* **Task**:
Duplicate the passage on teaching poetry from "I must not demand" up to and including "and Dr. Seuss.".

Like many other high school teachers, several of mine insisted upon psycho-analyzing the poets and explaining their weird defiance of all common sense writing by praising them for their “revolutionary” challenge of the “patriarchal norms” of the English language. Apparently, I was supposed to appreciate poetry and like the fact that these dysfunctional people called poets couldn’t just say what they meant like everyone else.

After thinking about my own hatred of poetry as a high school student, I saw at once that I would have to develop a different approach with my own kids.

I must not demand that they appreciate poetry, nor that they be expected to know what Wallace Stevens was up to, nor even understand it in the common sense of the word “understand.”

But my University of Dallas Junior Poet educated self, who had fallen in love eventually with Emily Dickinson and Richard Wilbur and W. H. Auden, was also unwilling to let them just rhyme along with Shel Silverstein and Dr. Seuss.

The key to teaching poetry is answering the question how.

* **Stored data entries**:
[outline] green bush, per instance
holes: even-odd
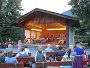
[[[88,43],[90,45],[90,36],[75,36],[75,41],[81,41],[83,43]]]

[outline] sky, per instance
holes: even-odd
[[[22,0],[21,4],[24,11],[22,11],[21,14],[26,14],[35,8],[62,13],[71,8],[71,6],[68,5],[69,1],[70,0]]]

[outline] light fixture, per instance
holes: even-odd
[[[34,31],[42,31],[42,30],[39,30],[39,29],[33,29],[33,28],[32,28],[31,30],[34,30]]]
[[[46,30],[66,30],[66,28],[51,28],[51,29],[46,29]]]
[[[33,28],[32,28],[31,30],[36,30],[36,29],[33,29]]]

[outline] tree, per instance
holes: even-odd
[[[71,0],[72,12],[80,19],[82,28],[90,32],[90,0]]]
[[[11,36],[11,24],[20,17],[21,0],[0,0],[0,37],[5,40]],[[13,27],[12,27],[13,28]],[[13,31],[14,32],[14,31]]]

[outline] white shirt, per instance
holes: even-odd
[[[17,55],[15,56],[15,57],[19,57],[20,56],[20,53],[21,54],[24,54],[24,53],[26,53],[25,51],[22,51],[22,52],[19,52],[19,53],[17,53]],[[28,53],[26,53],[27,55],[28,55]]]
[[[28,53],[31,53],[28,48],[25,48],[25,52],[26,52],[27,54],[28,54]]]

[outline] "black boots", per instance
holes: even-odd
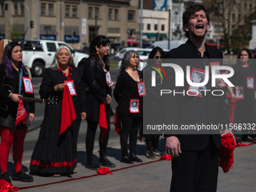
[[[93,160],[93,155],[87,156],[87,162],[85,167],[93,170],[97,170],[100,168],[100,166]]]
[[[139,163],[142,163],[142,160],[141,159],[139,159],[137,157],[137,156],[135,154],[135,151],[130,151],[130,159],[131,160],[133,160],[135,162],[139,162]]]
[[[115,164],[110,162],[107,158],[106,153],[99,152],[99,165],[108,166],[108,167],[115,167]]]

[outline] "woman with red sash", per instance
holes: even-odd
[[[56,177],[75,173],[78,131],[81,119],[86,118],[85,93],[68,47],[57,49],[53,63],[44,72],[39,93],[42,99],[58,98],[59,104],[45,105],[30,170]]]
[[[87,161],[86,168],[98,169],[99,166],[114,167],[106,156],[107,145],[110,131],[110,116],[112,115],[110,103],[111,102],[111,86],[108,64],[109,39],[103,35],[98,35],[90,42],[90,57],[85,61],[84,75],[87,95],[87,121],[86,151]],[[96,164],[93,160],[93,145],[97,126],[100,126],[99,159]]]
[[[2,177],[8,183],[11,183],[11,181],[7,165],[12,145],[15,169],[12,180],[25,182],[34,181],[32,176],[21,169],[26,130],[35,118],[35,103],[22,102],[19,98],[23,96],[34,97],[34,93],[31,91],[31,79],[28,78],[29,73],[22,62],[22,56],[20,44],[17,42],[11,42],[5,47],[0,65],[1,103],[5,104],[2,102],[5,99],[9,100],[6,105],[3,105],[3,108],[0,108],[0,168]],[[24,85],[25,79],[29,81],[29,85]],[[23,110],[24,108],[26,110]],[[17,114],[21,115],[18,116]]]
[[[142,162],[136,155],[138,130],[142,120],[142,98],[145,94],[143,74],[138,70],[139,65],[138,53],[134,50],[127,51],[122,59],[120,75],[114,90],[122,125],[120,139],[122,152],[120,162],[126,163]]]

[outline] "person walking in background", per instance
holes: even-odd
[[[22,57],[23,53],[20,44],[17,42],[11,42],[5,47],[0,65],[0,96],[3,96],[1,100],[5,99],[10,100],[7,103],[6,111],[0,108],[1,175],[8,183],[11,183],[11,181],[8,173],[7,165],[12,145],[15,170],[12,180],[24,182],[34,181],[31,175],[22,170],[24,139],[29,124],[33,122],[35,118],[35,103],[24,102],[22,105],[20,99],[22,96],[34,97],[33,93],[26,93],[23,84],[23,78],[27,78],[29,74],[22,62]],[[5,89],[6,86],[11,88],[11,93]],[[26,113],[21,113],[24,118],[18,120],[17,111],[20,105],[25,108]]]
[[[69,90],[66,84],[70,83],[75,93]],[[64,173],[75,173],[78,131],[81,119],[84,120],[87,114],[84,85],[69,47],[60,46],[57,49],[53,63],[44,72],[39,93],[43,99],[51,96],[60,101],[59,105],[45,105],[38,140],[31,157],[30,170],[56,177]],[[70,100],[64,101],[69,94]],[[70,116],[67,114],[76,118],[70,120],[70,125],[62,133],[61,122],[63,119],[68,121]]]
[[[133,161],[142,162],[136,154],[138,130],[142,123],[143,112],[143,92],[139,90],[139,84],[144,84],[144,82],[143,74],[138,70],[139,59],[138,53],[134,50],[129,50],[124,54],[120,75],[114,90],[114,96],[118,102],[118,111],[122,125],[120,139],[122,152],[120,162],[126,163],[133,163]],[[130,157],[128,156],[129,136]]]
[[[154,68],[160,69],[157,66],[160,66],[162,62],[162,58],[163,58],[165,55],[164,51],[162,48],[159,47],[156,47],[154,49],[152,49],[151,52],[149,53],[148,56],[148,66],[143,69],[143,73],[147,73],[148,76],[151,75],[152,70],[155,71],[154,68],[151,68],[151,66],[153,66]],[[151,79],[147,78],[145,80],[145,87],[147,90],[147,95],[145,96],[144,103],[151,103],[151,105],[148,105],[147,106],[147,111],[151,111],[147,113],[147,116],[145,116],[144,117],[146,118],[147,124],[154,124],[155,123],[155,113],[154,111],[160,111],[160,95],[155,94],[155,93],[159,93],[161,89],[161,84],[162,84],[162,79],[160,75],[158,75],[158,73],[157,73],[157,76],[156,78],[156,86],[152,87],[151,86]],[[152,102],[154,101],[154,102]],[[160,115],[157,115],[157,117],[160,117]],[[151,120],[153,120],[153,122],[151,123]],[[161,119],[158,118],[158,120],[160,122],[159,124],[160,124]],[[146,135],[143,134],[143,136],[146,139],[146,145],[147,145],[147,152],[146,152],[146,157],[149,159],[154,159],[154,156],[161,156],[162,152],[158,151],[158,142],[159,142],[159,138],[160,135]]]
[[[233,123],[255,123],[255,81],[256,72],[250,63],[251,54],[246,49],[242,49],[238,54],[238,61],[233,66],[234,75],[229,78],[235,87],[227,86],[232,99],[239,99],[236,102]],[[244,132],[244,131],[243,131]],[[237,132],[237,142],[254,142],[248,133]]]
[[[86,168],[98,169],[99,166],[114,167],[115,165],[107,158],[106,151],[110,131],[110,116],[113,111],[111,102],[111,87],[108,63],[109,39],[104,35],[98,35],[90,42],[90,57],[84,63],[84,87],[87,99],[87,131],[86,136],[86,151],[87,161]],[[99,164],[93,160],[93,151],[95,134],[98,123],[100,126]],[[105,127],[103,127],[103,126]]]

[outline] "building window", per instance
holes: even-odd
[[[70,12],[70,6],[66,5],[65,6],[65,16],[69,17],[69,12]]]
[[[78,6],[76,5],[72,6],[72,17],[78,17]]]
[[[51,15],[51,16],[53,15],[53,4],[50,3],[48,5],[48,11],[49,11],[48,15]]]
[[[235,15],[235,14],[232,14],[232,21],[233,22],[236,22],[236,15]]]
[[[119,11],[118,9],[114,10],[114,20],[117,20],[119,17]]]
[[[150,30],[150,29],[151,29],[151,24],[148,24],[148,25],[147,25],[147,29],[148,29],[148,30]]]
[[[45,5],[45,3],[41,4],[41,14],[42,14],[42,15],[46,14],[46,5]]]
[[[89,7],[88,17],[89,18],[93,18],[93,8],[92,7]]]
[[[108,20],[112,19],[113,9],[108,9]]]
[[[128,20],[135,20],[135,11],[128,11]]]
[[[18,14],[18,5],[15,3],[14,6],[14,14]]]
[[[99,18],[99,8],[95,8],[94,11],[95,11],[95,17],[97,17],[97,18]]]
[[[20,4],[20,14],[24,14],[24,5]]]

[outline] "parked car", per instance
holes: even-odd
[[[130,48],[130,47],[127,47]],[[142,71],[143,69],[143,68],[145,68],[148,64],[147,64],[147,61],[148,59],[148,55],[149,53],[151,52],[152,49],[150,48],[136,48],[136,47],[131,47],[133,49],[129,49],[127,50],[133,50],[135,51],[136,51],[139,53],[139,70]],[[126,51],[127,51],[126,50]],[[169,50],[164,49],[163,51],[166,53]],[[123,59],[122,57],[122,59]],[[121,66],[122,63],[122,59],[119,60],[118,62],[118,69],[120,69],[120,67]]]
[[[50,40],[28,40],[19,42],[23,50],[23,62],[27,66],[33,76],[40,77],[43,75],[44,69],[50,66],[53,62],[56,50],[59,46],[68,47],[74,56],[75,66],[84,57],[88,57],[86,53],[75,52],[68,44]]]

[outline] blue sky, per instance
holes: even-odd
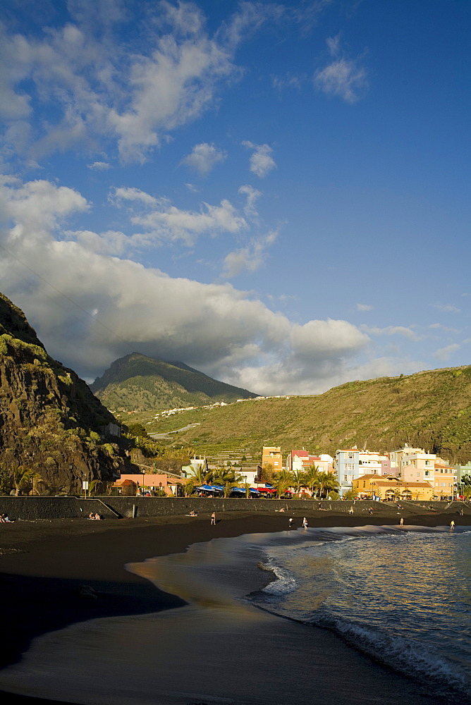
[[[1,290],[90,381],[470,362],[471,8],[6,0]]]

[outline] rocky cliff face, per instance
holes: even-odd
[[[37,491],[77,492],[84,479],[106,482],[118,474],[118,428],[85,382],[48,355],[23,312],[0,294],[0,464],[36,472]]]

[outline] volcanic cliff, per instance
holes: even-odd
[[[0,465],[37,472],[38,492],[77,492],[118,474],[118,436],[113,415],[0,294]]]

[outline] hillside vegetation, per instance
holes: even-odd
[[[256,396],[183,362],[166,362],[140,352],[115,360],[91,389],[109,409],[116,410],[181,408]]]
[[[78,491],[84,479],[111,481],[124,464],[116,437],[105,438],[116,424],[73,370],[47,354],[23,311],[0,294],[2,483],[8,488],[18,466],[34,474],[35,491],[43,494]]]
[[[471,366],[348,382],[316,396],[245,401],[164,419],[138,416],[149,433],[199,424],[171,436],[197,453],[258,454],[263,445],[273,445],[283,454],[305,447],[333,455],[352,446],[393,450],[405,442],[465,462],[471,459]]]

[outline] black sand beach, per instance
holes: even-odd
[[[395,506],[379,505],[372,516],[359,506],[353,516],[314,508],[307,508],[305,515],[312,527],[398,523]],[[405,524],[446,526],[452,519],[457,525],[471,524],[469,510],[463,517],[453,508],[441,515],[423,512],[404,510]],[[247,619],[219,611],[202,625],[182,599],[125,568],[126,563],[182,552],[191,544],[215,537],[283,531],[290,515],[274,511],[221,513],[215,527],[210,525],[209,515],[1,525],[2,668],[18,661],[35,637],[68,625],[182,608],[160,620],[155,643],[140,645],[155,653],[162,687],[169,693],[165,702],[432,705],[434,699],[412,681],[375,664],[327,631],[262,615],[255,608]],[[295,512],[293,523],[300,526],[302,515]],[[263,580],[267,576],[262,574],[261,584]],[[109,675],[102,673],[102,678]],[[172,683],[187,694],[185,698],[178,700],[171,693]],[[69,701],[66,687],[59,697],[48,694],[55,701],[81,701],[74,700],[74,695],[71,692]],[[8,697],[13,703],[41,702],[38,697]],[[87,701],[101,703],[92,695]]]

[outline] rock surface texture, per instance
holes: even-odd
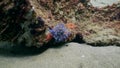
[[[0,51],[0,68],[119,68],[120,47],[68,43],[36,55]],[[27,50],[30,51],[30,50]],[[4,53],[3,53],[4,52]],[[21,50],[23,53],[24,51]]]

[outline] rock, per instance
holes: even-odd
[[[94,7],[105,7],[108,5],[112,5],[114,3],[118,3],[119,0],[90,0],[90,3],[94,6]]]
[[[0,50],[0,68],[119,68],[120,47],[68,43],[37,55],[10,55]],[[24,50],[22,50],[23,52]],[[29,51],[29,50],[27,50]],[[6,55],[5,55],[6,54]],[[32,53],[31,53],[32,54]]]

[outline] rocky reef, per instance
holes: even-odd
[[[89,0],[1,0],[0,41],[41,47],[85,42],[120,45],[120,5],[96,8]]]

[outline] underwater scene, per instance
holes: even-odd
[[[120,0],[0,0],[0,68],[119,68]]]

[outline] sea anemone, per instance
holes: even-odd
[[[68,29],[75,29],[77,26],[76,26],[74,23],[67,23],[67,24],[66,24],[66,27],[67,27]]]
[[[55,42],[65,42],[70,35],[70,32],[63,23],[57,24],[54,28],[50,29],[49,31],[55,39]]]

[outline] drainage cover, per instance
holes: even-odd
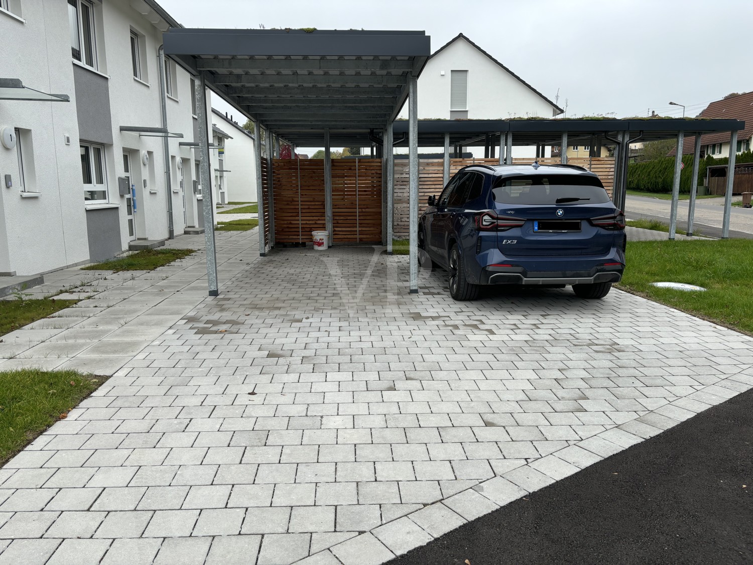
[[[684,290],[689,292],[696,290],[706,290],[703,286],[688,285],[684,282],[651,282],[651,284],[660,289],[673,289],[674,290]]]

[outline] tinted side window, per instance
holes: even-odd
[[[447,185],[444,187],[444,190],[442,191],[442,194],[439,195],[439,198],[437,199],[437,206],[447,206],[447,199],[450,197],[450,193],[456,186],[457,186],[458,182],[465,176],[465,173],[463,173],[456,175],[453,177],[450,182],[447,183]]]
[[[473,173],[473,181],[469,184],[468,194],[465,195],[465,203],[475,200],[481,196],[483,191],[483,175]]]

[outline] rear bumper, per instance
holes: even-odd
[[[619,282],[624,266],[596,266],[587,271],[528,271],[523,267],[486,267],[482,285],[590,285]]]

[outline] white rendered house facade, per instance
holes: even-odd
[[[418,79],[419,120],[551,118],[562,112],[556,104],[462,33],[431,55]],[[407,117],[407,107],[404,106],[399,118]],[[475,157],[483,157],[483,148],[471,150]],[[514,151],[515,157],[527,157],[535,150],[516,147]]]
[[[203,228],[197,83],[159,58],[163,32],[178,25],[151,0],[0,4],[2,78],[70,98],[0,99],[0,128],[20,139],[0,147],[11,185],[0,197],[0,273],[109,258]]]

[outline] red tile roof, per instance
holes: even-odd
[[[753,92],[740,94],[739,96],[712,102],[701,112],[700,118],[709,118],[722,120],[742,120],[745,123],[745,129],[737,132],[739,140],[749,139],[753,136]],[[701,145],[712,143],[728,143],[729,132],[707,133],[701,136]],[[686,136],[682,144],[682,154],[692,154],[695,151],[696,140],[694,136]],[[675,150],[669,152],[674,155]]]

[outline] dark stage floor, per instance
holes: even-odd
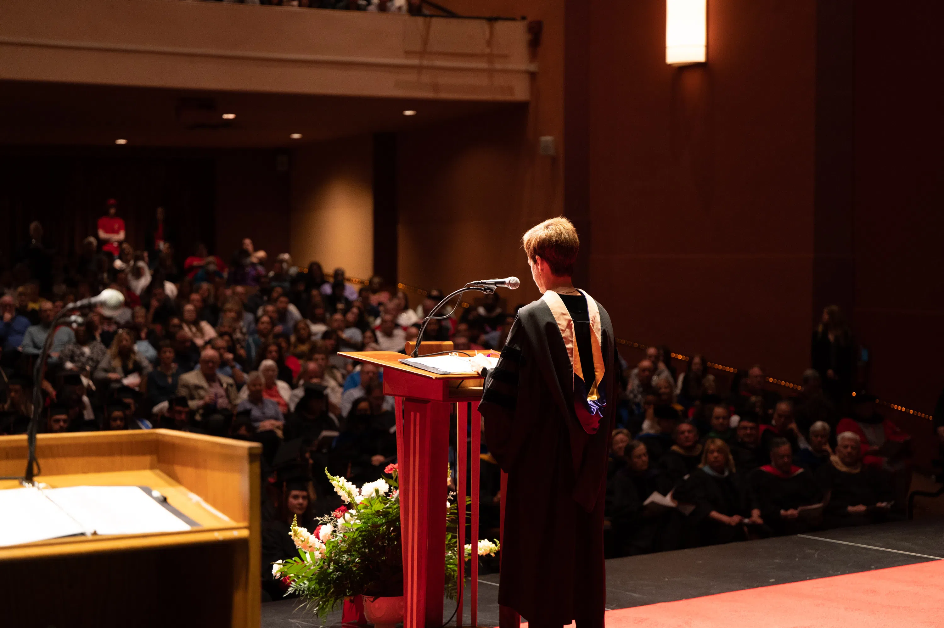
[[[944,560],[944,519],[615,558],[606,563],[606,605],[628,608],[936,559]],[[480,625],[498,625],[497,583],[497,574],[480,579]],[[322,625],[317,618],[296,610],[298,606],[297,600],[263,603],[262,627]],[[454,610],[455,603],[447,601],[447,617]],[[464,610],[467,623],[467,602]],[[340,626],[340,613],[325,625]]]

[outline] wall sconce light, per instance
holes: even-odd
[[[666,62],[704,63],[707,24],[708,0],[666,0]]]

* **The answer**:
I must not demand that they appreciate poetry, nor that they be expected to know what Wallace Stevens was up to, nor even understand it in the common sense of the word “understand.”

But my University of Dallas Junior Poet educated self, who had fallen in love eventually with Emily Dickinson and Richard Wilbur and W. H. Auden, was also unwilling to let them just rhyme along with Shel Silverstein and Dr. Seuss.